**Work item**
Write down exactly the lines from the one with "Wildlife-survey input: mark every instance of the wristwatch" to the end of the data, first and last included, and no others.

Region pointing data
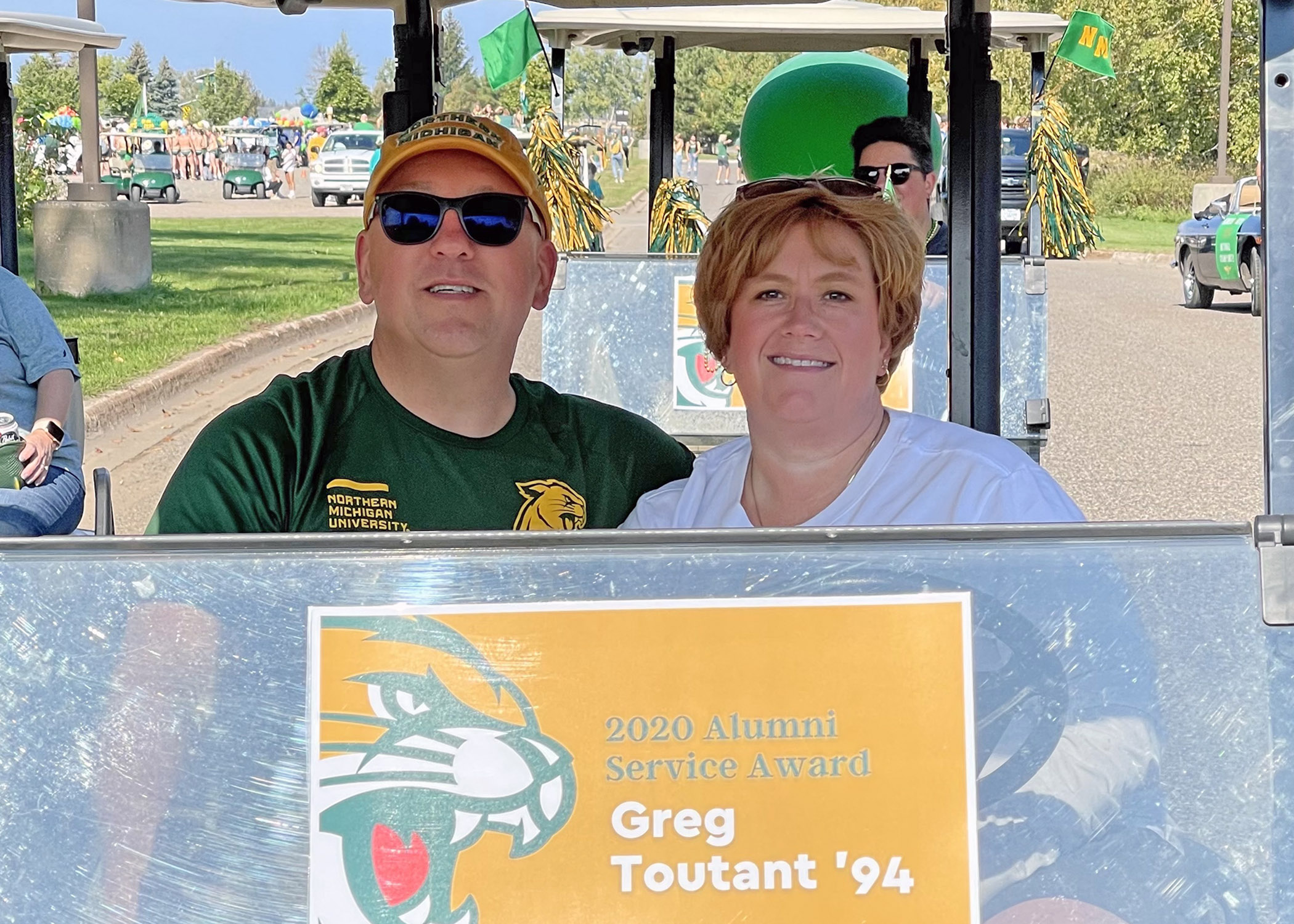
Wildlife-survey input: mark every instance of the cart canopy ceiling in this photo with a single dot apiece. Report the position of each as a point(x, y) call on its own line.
point(831, 26)
point(28, 33)
point(397, 7)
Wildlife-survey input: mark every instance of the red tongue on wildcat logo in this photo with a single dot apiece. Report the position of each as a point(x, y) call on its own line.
point(400, 870)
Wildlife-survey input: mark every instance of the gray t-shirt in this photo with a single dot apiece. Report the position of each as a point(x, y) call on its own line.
point(30, 349)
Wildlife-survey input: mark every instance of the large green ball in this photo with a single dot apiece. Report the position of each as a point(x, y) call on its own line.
point(803, 114)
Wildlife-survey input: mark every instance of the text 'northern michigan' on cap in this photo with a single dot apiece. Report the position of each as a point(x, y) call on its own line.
point(462, 132)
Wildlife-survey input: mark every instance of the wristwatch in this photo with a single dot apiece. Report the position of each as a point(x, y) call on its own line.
point(52, 429)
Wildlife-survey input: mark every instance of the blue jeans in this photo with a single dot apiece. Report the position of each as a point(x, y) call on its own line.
point(51, 509)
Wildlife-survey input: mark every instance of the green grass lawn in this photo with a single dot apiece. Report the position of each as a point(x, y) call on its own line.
point(1136, 235)
point(213, 280)
point(616, 195)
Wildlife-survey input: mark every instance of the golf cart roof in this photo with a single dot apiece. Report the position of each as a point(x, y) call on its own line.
point(831, 26)
point(22, 33)
point(397, 6)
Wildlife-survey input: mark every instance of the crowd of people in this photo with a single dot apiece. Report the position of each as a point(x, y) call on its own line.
point(200, 152)
point(688, 158)
point(808, 290)
point(804, 364)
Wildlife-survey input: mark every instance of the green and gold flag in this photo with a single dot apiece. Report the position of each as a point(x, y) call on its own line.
point(509, 48)
point(1088, 43)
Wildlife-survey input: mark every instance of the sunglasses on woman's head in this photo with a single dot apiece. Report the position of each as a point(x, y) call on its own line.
point(837, 185)
point(898, 174)
point(489, 219)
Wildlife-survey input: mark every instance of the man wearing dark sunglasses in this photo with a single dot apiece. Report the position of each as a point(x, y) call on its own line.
point(426, 429)
point(898, 150)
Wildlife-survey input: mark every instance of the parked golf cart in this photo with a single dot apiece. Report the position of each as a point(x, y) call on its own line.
point(150, 174)
point(245, 175)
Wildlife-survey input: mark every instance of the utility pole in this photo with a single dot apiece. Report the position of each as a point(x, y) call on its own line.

**Your response**
Wildlife-survey input: mark every instance of the wristwatch in this photo with a single dot apiece. Report the position of each as a point(x, y) call on its own line.
point(52, 429)
Wildlife-survey input: mark every instance of the blue jeans in this photo with a single dot apiece. Report the position of each as a point(x, y) call on its own line.
point(51, 509)
Wildlife-survey input: mark every instance of the green grass lawn in this photo with a single dot apiece. Report the position of each as a point(x, y) call on its own line.
point(1136, 235)
point(213, 280)
point(616, 195)
Wildlife-survey input: mark every instance of the golf cart roof in this photo with a single dot apiece. Report the position of each as a point(x, y) call on its own line.
point(831, 26)
point(22, 33)
point(397, 6)
Wildlife-survey input: mark every instance of the crowd of people in this photo with a single dot apiece. Report the position of each as a point(x, y) call on its own line.
point(200, 152)
point(688, 158)
point(808, 290)
point(804, 364)
Wildlife-survey input: mark every instance of the green and gold flag in this photo with a single dot apiece. Report the position of each as a point(x, y) call on its own line.
point(509, 48)
point(1088, 43)
Wildlife-survey input: mark every instance of the sunglasses on woman's head in this photo with a single dot apiece. Report the position of each as a point(x, y) call on its own line.
point(837, 185)
point(898, 174)
point(489, 219)
Wildlife-survey input: mark every instance of the man wearing dark sunglasses in this photo with a single dot apiece. Report the position of each as a point(x, y) call on its own line.
point(426, 429)
point(898, 150)
Wildlife-survey input: mark every instance of the parked golf cart in this photo with a single dot apiece. Report the position of each as a point(x, y) call on its own line.
point(150, 174)
point(245, 175)
Wildlife-survey input: mark every instance of the utility pole in this photo with a single dot apiece. Report the position of each as a point(x, y) call on its own line.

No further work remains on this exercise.